### EXTRACTED TEXT

Do you read the news and current events? I've heard both sides of the "issue".
Is it just a personal choice and not necessary? Or should it be our responsibility to be informed; to keep up with current events? What do you think?
Do you read the news and current events? I've heard both sides of the "issue".
Is it just a personal choice and not necessary? Or should it be our responsibility to be informed; to keep up with current events? What do you think?
“I am not afraid of storms, for I am learning how to sail my ship.” ~ Alcott
I personally check bbc news and local websites every day, as well as the crappy free papers every weekday. I enjoy doing it and I personally cannot believe when some people don't! The fact that some people are willing to shut themselves off from current events (even just some) leaves me incredulous.
Yep, obviously different news organisations will have different takes on events, the more interested I am in a story the more I will look around, even checking out the views of the times or the independant lol
I usually enjoy reading the comments more than articles though. I dont see how people can form opinions just listening to one side of an argument.
But i dont think its a persons responsiblity to check out current affairs. With all the hyper sensationalism you have to take most of the media with a rathe large pinch of salt anyway.
It depends on the person. I like to catch some news and see what's going on and i don't mind watching bits of question time or newsnight etc, but because in my spare time i'm involved in charity and campaign work, for various different subjects, i don't feel bad about flicking channels if there's something depressing on the news that i just can't be arsed listening to at that moment. There's only so much reality a person can take in a day. :P
what's annoying is people who don't take ANY interest in the outside world, or aren't interested in changing it or improving it. people who think "news" means Wayne Rooney's wedding, for example.

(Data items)
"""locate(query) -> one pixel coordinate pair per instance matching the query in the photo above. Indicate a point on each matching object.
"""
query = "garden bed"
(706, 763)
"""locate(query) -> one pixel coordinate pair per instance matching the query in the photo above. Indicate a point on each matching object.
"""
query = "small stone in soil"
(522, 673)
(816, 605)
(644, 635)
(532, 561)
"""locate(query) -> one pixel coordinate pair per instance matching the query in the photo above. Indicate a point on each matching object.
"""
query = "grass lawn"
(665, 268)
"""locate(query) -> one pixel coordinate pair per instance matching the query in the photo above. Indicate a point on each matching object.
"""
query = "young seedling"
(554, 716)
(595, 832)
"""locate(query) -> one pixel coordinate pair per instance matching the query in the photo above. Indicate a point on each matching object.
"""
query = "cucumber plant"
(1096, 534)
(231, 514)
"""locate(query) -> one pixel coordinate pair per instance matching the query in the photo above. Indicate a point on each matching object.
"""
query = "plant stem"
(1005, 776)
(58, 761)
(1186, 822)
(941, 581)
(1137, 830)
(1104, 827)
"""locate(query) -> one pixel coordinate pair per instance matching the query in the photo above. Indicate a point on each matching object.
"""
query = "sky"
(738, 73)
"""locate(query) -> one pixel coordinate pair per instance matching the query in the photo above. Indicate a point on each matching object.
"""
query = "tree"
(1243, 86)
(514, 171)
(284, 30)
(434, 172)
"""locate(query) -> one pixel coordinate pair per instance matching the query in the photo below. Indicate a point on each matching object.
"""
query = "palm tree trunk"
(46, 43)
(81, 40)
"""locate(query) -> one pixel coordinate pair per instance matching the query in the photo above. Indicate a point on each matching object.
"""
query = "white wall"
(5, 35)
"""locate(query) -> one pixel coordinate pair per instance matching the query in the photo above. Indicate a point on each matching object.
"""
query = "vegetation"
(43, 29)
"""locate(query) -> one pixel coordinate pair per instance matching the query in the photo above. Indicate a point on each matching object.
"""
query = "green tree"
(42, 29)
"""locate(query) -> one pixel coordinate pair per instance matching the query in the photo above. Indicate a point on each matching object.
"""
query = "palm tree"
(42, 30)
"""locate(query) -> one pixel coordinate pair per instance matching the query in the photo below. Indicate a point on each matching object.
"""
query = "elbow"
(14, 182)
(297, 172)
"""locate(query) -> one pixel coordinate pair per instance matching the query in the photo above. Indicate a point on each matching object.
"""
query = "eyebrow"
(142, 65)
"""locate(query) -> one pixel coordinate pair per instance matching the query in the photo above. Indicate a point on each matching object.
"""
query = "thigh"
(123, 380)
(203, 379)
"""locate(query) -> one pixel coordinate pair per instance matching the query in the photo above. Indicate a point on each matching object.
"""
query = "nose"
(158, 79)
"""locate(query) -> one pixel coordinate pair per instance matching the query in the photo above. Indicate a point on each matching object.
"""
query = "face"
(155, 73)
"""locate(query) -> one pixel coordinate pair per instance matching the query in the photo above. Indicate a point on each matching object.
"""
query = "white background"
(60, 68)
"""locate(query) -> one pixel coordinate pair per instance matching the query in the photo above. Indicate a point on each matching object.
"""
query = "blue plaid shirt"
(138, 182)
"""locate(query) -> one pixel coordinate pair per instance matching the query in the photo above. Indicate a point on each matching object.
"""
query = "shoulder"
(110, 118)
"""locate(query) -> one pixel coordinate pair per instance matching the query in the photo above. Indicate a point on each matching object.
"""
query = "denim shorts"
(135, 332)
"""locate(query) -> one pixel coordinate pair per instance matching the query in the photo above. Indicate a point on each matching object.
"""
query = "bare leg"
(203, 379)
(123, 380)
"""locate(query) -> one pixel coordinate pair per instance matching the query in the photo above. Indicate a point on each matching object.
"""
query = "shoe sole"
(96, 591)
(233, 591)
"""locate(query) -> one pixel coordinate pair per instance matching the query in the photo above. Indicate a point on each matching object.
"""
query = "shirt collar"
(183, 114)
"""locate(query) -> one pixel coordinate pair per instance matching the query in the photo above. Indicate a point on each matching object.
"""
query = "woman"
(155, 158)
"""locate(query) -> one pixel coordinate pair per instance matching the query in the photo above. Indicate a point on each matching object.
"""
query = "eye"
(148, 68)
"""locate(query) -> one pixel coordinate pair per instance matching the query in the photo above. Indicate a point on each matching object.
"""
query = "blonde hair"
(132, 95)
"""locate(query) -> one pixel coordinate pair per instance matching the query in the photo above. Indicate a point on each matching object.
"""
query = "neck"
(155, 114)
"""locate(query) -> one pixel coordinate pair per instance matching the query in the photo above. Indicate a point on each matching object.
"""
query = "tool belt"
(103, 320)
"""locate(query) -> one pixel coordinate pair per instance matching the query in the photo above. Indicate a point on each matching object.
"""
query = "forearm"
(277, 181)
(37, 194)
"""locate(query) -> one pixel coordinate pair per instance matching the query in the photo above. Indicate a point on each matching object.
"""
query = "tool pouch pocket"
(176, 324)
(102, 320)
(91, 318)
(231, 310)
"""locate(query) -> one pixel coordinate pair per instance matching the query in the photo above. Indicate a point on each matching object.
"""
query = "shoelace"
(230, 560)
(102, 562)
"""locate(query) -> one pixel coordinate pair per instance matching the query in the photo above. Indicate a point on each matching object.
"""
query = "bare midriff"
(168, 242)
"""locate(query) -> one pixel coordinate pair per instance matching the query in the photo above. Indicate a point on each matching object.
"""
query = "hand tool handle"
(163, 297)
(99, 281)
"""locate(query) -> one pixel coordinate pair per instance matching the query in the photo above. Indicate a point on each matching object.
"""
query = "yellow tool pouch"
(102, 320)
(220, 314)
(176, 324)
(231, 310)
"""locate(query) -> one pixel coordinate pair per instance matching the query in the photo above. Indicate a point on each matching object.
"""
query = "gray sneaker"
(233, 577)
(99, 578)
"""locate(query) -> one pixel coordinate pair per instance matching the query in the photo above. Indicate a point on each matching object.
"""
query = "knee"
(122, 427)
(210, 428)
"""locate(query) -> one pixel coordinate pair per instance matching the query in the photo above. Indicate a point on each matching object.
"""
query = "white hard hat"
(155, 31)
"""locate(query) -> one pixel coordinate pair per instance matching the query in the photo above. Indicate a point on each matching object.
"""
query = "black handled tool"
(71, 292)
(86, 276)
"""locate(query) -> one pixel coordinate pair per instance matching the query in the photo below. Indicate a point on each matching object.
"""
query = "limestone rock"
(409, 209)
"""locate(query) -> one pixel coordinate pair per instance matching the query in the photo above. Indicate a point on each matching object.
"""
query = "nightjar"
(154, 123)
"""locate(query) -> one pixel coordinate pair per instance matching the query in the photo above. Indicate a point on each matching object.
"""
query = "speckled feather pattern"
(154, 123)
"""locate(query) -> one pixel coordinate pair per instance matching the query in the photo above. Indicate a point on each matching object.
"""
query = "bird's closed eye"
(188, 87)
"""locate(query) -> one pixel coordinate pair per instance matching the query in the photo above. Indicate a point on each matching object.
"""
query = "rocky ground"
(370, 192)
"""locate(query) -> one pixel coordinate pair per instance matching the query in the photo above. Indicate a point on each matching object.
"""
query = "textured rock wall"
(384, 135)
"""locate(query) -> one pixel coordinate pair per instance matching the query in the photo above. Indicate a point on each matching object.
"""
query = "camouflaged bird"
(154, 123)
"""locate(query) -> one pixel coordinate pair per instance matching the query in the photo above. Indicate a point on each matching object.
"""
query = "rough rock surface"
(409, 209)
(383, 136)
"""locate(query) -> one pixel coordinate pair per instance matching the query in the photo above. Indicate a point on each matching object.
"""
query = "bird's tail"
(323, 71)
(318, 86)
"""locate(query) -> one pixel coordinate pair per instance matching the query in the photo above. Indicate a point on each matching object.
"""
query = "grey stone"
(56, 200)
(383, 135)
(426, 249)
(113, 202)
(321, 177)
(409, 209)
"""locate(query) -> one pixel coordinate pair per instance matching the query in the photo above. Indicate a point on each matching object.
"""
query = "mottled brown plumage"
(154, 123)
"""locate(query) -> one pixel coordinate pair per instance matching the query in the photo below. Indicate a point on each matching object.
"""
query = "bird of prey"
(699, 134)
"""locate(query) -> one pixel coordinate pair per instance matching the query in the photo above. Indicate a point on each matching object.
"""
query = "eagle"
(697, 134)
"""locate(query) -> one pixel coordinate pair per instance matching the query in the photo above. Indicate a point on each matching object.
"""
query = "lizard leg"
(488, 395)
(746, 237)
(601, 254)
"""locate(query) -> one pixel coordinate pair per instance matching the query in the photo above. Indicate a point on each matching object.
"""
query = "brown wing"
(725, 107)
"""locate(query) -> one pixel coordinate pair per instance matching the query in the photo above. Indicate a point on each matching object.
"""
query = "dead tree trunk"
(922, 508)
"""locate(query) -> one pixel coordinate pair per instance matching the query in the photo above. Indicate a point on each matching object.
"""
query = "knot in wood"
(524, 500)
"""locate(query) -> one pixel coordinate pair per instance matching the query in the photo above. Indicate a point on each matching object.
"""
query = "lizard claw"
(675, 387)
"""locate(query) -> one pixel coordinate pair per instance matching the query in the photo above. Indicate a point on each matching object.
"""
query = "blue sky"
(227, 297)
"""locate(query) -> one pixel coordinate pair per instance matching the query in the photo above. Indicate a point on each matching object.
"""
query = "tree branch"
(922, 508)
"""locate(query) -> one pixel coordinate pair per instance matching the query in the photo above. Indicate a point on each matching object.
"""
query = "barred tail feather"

### WHAT IS EXPECTED
In the thread on following the news, why does one poster not feel bad about changing channels when something depressing is on? Answer in one to three sentences. The listing above is separate material from the thread on following the news.

### EXERCISE ANSWER
The poster spends spare time on charity and campaign work on various subjects, so they don't feel bad about flicking channels when a depressing story comes on that they don't want to listen to at that moment. They add that there's only so much reality a person can take in a day.